# DIRECTIONS
In the material below, find every line containing the string "house" and return it.

# RAW DATA
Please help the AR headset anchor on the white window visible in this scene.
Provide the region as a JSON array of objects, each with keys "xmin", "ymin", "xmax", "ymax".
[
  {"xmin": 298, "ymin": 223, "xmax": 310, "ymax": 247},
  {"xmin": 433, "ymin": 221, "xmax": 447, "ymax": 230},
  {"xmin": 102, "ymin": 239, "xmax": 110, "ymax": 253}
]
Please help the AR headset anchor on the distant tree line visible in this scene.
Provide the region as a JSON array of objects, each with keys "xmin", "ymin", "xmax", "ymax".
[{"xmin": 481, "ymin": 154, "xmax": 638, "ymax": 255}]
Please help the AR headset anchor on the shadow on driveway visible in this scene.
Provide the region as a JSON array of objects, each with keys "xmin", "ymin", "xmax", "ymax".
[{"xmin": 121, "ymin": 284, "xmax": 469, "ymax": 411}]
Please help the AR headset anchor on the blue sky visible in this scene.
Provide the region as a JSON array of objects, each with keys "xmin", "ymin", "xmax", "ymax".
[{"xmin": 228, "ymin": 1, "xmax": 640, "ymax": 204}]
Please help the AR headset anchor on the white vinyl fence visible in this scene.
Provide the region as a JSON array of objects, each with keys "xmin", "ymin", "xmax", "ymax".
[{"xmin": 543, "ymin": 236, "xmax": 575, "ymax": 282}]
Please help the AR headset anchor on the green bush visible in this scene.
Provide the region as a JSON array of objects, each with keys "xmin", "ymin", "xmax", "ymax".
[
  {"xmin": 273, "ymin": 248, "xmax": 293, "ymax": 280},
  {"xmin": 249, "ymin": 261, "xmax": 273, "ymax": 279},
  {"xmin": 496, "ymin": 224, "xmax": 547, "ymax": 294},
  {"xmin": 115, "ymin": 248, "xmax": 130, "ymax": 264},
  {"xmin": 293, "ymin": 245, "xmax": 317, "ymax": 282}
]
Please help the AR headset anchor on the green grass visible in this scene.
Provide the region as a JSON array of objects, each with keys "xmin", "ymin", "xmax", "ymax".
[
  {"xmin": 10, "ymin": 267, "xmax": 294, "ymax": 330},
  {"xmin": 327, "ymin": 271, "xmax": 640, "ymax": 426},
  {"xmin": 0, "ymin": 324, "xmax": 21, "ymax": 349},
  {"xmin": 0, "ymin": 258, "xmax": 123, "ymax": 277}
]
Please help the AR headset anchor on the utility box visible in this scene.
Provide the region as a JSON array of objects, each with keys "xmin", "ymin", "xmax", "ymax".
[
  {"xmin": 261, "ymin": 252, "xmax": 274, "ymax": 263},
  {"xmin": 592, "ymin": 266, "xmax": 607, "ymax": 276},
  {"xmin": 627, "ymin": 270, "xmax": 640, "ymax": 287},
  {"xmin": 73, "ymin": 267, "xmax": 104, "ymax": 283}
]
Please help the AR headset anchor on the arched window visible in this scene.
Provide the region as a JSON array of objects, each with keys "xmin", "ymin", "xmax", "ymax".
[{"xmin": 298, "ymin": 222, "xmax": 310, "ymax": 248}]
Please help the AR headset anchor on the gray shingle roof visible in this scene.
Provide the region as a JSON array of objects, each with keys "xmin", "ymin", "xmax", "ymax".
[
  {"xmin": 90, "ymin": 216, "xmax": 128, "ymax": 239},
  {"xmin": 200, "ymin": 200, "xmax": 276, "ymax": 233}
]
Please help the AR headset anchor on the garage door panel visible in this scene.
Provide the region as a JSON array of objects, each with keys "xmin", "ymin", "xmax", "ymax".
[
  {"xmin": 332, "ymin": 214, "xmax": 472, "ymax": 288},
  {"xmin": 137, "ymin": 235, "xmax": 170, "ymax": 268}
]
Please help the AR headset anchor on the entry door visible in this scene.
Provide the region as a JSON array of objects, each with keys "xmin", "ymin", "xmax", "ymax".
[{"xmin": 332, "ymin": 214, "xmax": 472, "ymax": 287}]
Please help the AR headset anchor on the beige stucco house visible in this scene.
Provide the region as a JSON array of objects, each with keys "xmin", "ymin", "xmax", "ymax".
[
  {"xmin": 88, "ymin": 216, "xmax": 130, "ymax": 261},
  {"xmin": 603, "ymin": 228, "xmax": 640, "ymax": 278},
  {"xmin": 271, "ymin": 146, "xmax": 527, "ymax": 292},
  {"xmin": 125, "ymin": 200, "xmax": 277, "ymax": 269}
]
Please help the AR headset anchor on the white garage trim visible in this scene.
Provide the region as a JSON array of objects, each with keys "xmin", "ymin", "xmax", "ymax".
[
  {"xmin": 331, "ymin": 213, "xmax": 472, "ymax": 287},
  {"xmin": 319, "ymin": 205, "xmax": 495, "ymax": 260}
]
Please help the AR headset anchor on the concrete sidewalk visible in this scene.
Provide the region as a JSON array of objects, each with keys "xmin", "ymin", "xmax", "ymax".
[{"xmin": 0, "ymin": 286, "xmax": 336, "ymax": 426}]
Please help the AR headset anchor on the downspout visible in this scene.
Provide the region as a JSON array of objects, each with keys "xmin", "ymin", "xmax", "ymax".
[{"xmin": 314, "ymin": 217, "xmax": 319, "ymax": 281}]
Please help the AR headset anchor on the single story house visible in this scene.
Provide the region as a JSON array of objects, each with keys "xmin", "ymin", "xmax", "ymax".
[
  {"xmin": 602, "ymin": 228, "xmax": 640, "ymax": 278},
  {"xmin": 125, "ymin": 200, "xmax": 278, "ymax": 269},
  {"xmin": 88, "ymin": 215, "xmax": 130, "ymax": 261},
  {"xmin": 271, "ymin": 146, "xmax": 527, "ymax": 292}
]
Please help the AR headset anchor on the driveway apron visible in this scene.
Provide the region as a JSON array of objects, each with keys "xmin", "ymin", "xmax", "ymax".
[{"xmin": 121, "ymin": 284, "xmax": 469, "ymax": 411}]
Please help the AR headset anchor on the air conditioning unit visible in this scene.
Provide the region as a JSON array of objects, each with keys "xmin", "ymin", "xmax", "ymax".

# ANSWER SECTION
Please help the AR headset anchor on the beige stucco house visible in this scene.
Please help the AR headset anchor on the single story house visible in this scene.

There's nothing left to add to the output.